Leda Rafanelli (1880 - 1971) was an Italian publisher and poet who converted to anarchism and Islam at age twenty. Her prolific work addressed individualism, futurism, religion and "feminility" among other topics.

Biography[edit]

Family and early adolescence[edit]

As an adolescent, Leda showed obvious talent at writing. Her poem, Le gomene, was published by Filippo Turati in the newspaper of the Italian Socialist Party (PSI). At a very young age she moved with her parents to Alexandria, coming into contact with the anarchists who congregated at "The Red Barn," including writer and poet Giuseppe Ungaretti and Enrico Pea. Still a teenager, Rafanelli learned typesetting and became a proponent of individualist anarchism. These years would be depicted many decades later by Maurizio Maggiani in Il coraggio del pettirosso.

Leda in Alexandria[edit]

Although many individualist anarchists would side in favor of World War I as interventionists, Leda confirmed her pacifist convictions. In contrast, the Manifesto of the Sixteen, signed by anarchist communist Peter Kropotkin among others in 1915, supported Italy's entry into the war. According to Rafanelli, genuine individualist tendencies within anarchist ideology were incompatible with the bourgeois-democratic ideas on which the pretext for warmongering rests.

At the end of her stay in Egypt, Rafanelli was introduced to Sufism. The Islamic faith, for Rafanelli, was seen as hostile in character towards the Western world and its attempt to control and monopolize power and culture. Returning from Egypt to Italy with her newly married husband, the anarchist Ugo Polli, she published an article, La Libertà in which she compared the two ways of life: the Christian West and the Islamic East.

* _Given exercise 1_
Pull out every line of the entries that contains the string "mist", matching case exactly.
The Rafanelli biography and the entries come from unrelated sources.

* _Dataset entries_
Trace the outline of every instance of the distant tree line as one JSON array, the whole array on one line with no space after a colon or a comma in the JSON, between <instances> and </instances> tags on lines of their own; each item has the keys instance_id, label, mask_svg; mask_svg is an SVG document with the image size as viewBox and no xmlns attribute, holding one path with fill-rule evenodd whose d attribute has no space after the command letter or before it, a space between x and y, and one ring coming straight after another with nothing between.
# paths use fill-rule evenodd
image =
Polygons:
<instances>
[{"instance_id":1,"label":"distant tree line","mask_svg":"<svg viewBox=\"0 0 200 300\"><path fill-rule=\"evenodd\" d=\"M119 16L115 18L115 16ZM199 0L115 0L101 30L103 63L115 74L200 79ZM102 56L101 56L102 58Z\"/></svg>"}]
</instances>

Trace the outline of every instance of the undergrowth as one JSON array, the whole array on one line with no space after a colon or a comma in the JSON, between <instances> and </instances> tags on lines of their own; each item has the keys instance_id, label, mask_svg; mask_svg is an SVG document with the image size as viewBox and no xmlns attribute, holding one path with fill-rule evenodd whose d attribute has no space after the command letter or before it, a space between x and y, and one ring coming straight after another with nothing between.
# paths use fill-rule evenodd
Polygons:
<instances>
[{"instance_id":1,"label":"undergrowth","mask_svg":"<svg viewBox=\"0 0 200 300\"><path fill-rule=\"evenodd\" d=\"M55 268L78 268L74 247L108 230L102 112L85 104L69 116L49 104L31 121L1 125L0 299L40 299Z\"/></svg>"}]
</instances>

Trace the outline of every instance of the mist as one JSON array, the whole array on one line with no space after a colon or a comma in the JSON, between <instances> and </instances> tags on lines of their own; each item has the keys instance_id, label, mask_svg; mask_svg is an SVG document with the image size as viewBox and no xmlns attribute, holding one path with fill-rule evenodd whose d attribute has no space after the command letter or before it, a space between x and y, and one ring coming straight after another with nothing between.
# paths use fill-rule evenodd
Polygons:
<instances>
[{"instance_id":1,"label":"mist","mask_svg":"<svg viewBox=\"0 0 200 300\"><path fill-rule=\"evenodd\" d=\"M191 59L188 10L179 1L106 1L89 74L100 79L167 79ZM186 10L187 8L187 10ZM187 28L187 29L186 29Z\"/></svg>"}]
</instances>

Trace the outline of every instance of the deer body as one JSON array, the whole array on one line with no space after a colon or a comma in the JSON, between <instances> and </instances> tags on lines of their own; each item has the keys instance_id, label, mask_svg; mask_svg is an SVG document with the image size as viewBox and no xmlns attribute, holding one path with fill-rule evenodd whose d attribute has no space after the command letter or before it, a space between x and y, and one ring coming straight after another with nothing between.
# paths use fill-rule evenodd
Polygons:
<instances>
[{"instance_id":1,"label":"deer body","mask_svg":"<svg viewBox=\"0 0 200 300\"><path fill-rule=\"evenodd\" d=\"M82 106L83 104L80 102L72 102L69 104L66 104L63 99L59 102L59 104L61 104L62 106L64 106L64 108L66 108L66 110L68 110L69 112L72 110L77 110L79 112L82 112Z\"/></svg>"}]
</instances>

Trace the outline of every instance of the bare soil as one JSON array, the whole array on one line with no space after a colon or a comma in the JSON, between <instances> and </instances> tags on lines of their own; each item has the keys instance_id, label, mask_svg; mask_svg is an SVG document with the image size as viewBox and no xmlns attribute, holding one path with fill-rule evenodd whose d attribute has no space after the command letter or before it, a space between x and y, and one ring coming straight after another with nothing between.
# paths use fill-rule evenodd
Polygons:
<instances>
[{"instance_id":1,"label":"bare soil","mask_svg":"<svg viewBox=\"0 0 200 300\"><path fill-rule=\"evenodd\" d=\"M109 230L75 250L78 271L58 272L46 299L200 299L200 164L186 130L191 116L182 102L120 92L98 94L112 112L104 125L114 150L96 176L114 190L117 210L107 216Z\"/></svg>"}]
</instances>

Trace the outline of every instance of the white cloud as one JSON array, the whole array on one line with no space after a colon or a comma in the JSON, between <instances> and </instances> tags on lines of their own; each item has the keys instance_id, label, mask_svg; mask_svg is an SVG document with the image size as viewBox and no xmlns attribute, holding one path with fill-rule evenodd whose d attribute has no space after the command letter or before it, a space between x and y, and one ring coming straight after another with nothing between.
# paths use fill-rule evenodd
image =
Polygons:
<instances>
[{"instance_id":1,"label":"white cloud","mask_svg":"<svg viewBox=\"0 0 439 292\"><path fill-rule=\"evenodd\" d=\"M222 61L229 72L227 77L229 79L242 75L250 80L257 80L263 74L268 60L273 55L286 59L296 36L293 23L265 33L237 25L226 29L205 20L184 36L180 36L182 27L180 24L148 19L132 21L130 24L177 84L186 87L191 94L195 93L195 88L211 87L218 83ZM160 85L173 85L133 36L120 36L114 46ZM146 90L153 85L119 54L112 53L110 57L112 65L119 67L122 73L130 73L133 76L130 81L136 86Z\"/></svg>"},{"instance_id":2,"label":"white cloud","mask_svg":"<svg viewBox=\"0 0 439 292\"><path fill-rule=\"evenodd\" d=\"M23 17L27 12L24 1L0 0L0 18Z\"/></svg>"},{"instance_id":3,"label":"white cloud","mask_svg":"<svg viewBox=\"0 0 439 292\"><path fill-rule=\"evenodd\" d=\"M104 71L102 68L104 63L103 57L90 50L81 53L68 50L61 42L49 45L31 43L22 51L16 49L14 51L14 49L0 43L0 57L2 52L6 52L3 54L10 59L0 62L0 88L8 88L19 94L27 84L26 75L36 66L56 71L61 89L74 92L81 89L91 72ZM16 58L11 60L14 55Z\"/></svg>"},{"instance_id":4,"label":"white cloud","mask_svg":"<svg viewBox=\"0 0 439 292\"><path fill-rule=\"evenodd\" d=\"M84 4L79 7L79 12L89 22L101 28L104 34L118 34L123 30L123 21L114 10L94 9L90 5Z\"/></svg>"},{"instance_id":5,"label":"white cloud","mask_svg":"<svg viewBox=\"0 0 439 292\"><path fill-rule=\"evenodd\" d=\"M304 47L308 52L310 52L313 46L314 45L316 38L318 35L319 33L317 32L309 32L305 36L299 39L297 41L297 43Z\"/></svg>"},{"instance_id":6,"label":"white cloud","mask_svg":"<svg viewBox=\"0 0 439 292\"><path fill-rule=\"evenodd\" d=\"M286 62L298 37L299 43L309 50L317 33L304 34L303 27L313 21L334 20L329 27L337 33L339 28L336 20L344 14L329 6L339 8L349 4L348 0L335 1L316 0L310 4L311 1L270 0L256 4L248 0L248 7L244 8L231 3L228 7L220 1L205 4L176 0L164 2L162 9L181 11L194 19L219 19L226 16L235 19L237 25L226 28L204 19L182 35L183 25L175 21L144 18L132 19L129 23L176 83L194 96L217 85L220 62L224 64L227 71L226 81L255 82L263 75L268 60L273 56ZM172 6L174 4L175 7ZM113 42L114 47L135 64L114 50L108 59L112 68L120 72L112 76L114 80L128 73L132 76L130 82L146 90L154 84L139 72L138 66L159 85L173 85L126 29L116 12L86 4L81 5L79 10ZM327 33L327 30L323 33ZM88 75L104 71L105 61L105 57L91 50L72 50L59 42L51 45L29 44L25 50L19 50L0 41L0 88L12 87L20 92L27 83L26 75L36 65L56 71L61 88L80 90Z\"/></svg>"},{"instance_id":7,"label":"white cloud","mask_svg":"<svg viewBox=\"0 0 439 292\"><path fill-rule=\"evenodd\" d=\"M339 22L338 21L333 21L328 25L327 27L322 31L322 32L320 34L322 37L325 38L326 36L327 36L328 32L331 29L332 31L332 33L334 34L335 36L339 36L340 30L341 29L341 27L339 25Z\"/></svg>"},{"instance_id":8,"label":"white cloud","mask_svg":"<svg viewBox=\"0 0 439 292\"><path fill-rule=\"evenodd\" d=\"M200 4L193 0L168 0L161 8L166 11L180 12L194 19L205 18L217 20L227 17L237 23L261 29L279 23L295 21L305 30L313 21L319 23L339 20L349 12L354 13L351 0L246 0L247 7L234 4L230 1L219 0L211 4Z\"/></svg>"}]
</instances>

* _Given exercise 2_
According to the Rafanelli biography, who published her poem Le gomene?

* _Exercise solution 1_
Trace the outline of every instance of the mist as one JSON array, the whole array on one line with no space after a colon or a comma in the JSON, between <instances> and </instances> tags on lines of their own; each item has the keys instance_id, label, mask_svg; mask_svg is an SVG document with the image size as viewBox and no xmlns attribute, holding one path with fill-rule evenodd whose d attribute has no space after the command letter or before it, a space between x and y, and one ring coming straight after another with nothing between.
[{"instance_id":1,"label":"mist","mask_svg":"<svg viewBox=\"0 0 200 300\"><path fill-rule=\"evenodd\" d=\"M191 59L188 10L179 1L106 1L89 74L100 79L167 79ZM186 10L187 8L187 10ZM187 28L187 29L186 29Z\"/></svg>"}]

* _Exercise solution 2_
Filippo Turati published it in the newspaper of the Italian Socialist Party (PSI).